— Task goal —
Pictures excluded, copy every record that follows exactly as it appears.

(Region pointing data)
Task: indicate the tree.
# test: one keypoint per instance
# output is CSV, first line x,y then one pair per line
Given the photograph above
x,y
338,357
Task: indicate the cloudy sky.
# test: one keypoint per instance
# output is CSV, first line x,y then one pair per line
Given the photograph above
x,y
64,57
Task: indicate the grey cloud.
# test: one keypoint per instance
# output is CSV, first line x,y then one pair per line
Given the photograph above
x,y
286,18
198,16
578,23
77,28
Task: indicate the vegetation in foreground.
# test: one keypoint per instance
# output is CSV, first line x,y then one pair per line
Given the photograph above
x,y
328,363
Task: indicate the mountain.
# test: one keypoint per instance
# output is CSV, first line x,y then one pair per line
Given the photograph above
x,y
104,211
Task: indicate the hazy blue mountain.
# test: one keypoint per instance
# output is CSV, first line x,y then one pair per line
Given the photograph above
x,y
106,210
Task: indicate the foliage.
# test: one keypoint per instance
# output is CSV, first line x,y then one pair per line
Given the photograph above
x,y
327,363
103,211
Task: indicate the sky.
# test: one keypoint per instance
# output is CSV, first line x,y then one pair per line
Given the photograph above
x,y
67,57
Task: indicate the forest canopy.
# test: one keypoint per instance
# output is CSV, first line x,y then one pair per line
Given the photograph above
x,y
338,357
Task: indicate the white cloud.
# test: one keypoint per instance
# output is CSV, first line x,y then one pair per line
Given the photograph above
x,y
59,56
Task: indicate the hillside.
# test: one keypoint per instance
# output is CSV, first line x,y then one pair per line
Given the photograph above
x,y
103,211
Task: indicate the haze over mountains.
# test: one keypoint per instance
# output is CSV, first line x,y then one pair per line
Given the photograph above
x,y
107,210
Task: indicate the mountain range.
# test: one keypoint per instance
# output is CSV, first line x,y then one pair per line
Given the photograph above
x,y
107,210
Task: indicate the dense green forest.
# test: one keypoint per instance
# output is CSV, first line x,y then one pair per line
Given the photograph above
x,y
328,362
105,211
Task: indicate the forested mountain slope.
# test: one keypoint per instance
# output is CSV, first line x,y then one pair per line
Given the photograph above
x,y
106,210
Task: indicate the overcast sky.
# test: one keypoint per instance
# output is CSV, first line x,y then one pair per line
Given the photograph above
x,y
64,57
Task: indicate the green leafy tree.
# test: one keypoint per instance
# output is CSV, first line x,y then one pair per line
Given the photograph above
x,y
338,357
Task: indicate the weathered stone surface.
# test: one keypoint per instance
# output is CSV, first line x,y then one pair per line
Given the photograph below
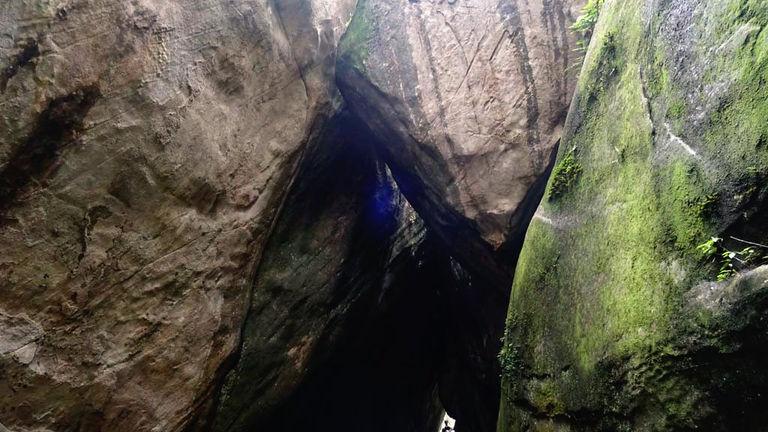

— Final answer —
Task: indicate the tree.
# test: one keypoint per instance
# output is CSV, first line x,y then one pair per line
Given the photograph above
x,y
338,357
Task: indicate the cloudy sky.
# test: one keypoint per instance
# output is CSV, first line x,y then one pair per line
Given the photograph above
x,y
64,57
Task: indicate the grey cloud.
# test: one keypoint per instance
# output is CSV, first line x,y then one pair per line
Given the photograph above
x,y
286,18
198,16
578,23
77,28
Task: indicate the vegetation in foreground.
# test: one keypoint per instance
# output is CSV, first line x,y then one pair per line
Given the photograph above
x,y
328,363
Task: indicate the mountain.
# test: one keypoint per instance
# output is CSV, first line x,y then one pair per line
Given the photograph above
x,y
104,211
Task: indicate the hazy blue mountain.
# test: one keypoint per instance
# output is CSV, first line x,y then one pair per line
Given the photograph above
x,y
106,210
Task: indicate the foliage.
# test: one keypoint per instance
# output is CSV, first line x,y then one pair per line
Given the photograph above
x,y
327,363
103,211
Task: indicate the sky.
# test: one keypoint per instance
# output is CSV, first line x,y then one pair per line
Given the photograph above
x,y
67,57
Task: indicate the forest canopy.
# test: one keypoint per instance
# output is CSV, first line x,y then one pair per line
Given the photograph above
x,y
338,357
Task: indicate the white cloud.
# test: one keypoint per instance
# output is CSV, first line x,y then one pair per line
Given the photograph above
x,y
59,56
Task: indicate the hillside.
# test: one keypoint per instance
# output is CSV, first line x,y then one pair per line
Given the photograph above
x,y
103,211
Task: indicate the haze over mountains.
# test: one keypoint per instance
# output is CSV, first line x,y then one pair per line
Given the photograph above
x,y
107,210
Task: indicate the mountain range.
# test: one keypoint per instance
# output is CSV, first line x,y then one pair per line
Given the photograph above
x,y
107,210
Task: indicate the dense green forest.
# test: one keypoint per instance
# output is CSV, first line x,y then one pair per line
Given the photograph above
x,y
328,362
105,211
Task: indicate the forested mountain slope.
# test: one keypoint per instance
# output is CSV, first line x,y then one pair per line
Given the photograph above
x,y
106,210
Task: indicate the overcast sky.
# test: one keypoint per instance
# output is CSV, first line x,y then one pair per line
Given the photograph above
x,y
64,57
Task: indicate the green leafy tree.
# test: one keypoint per instance
# output is CSV, first line x,y then one pair per line
Given the photograph above
x,y
338,357
Task: indicate the weathered stone surface.
# test: one keypoint per instance
# output is CSV, first line x,y then one pair per line
Given the photograph below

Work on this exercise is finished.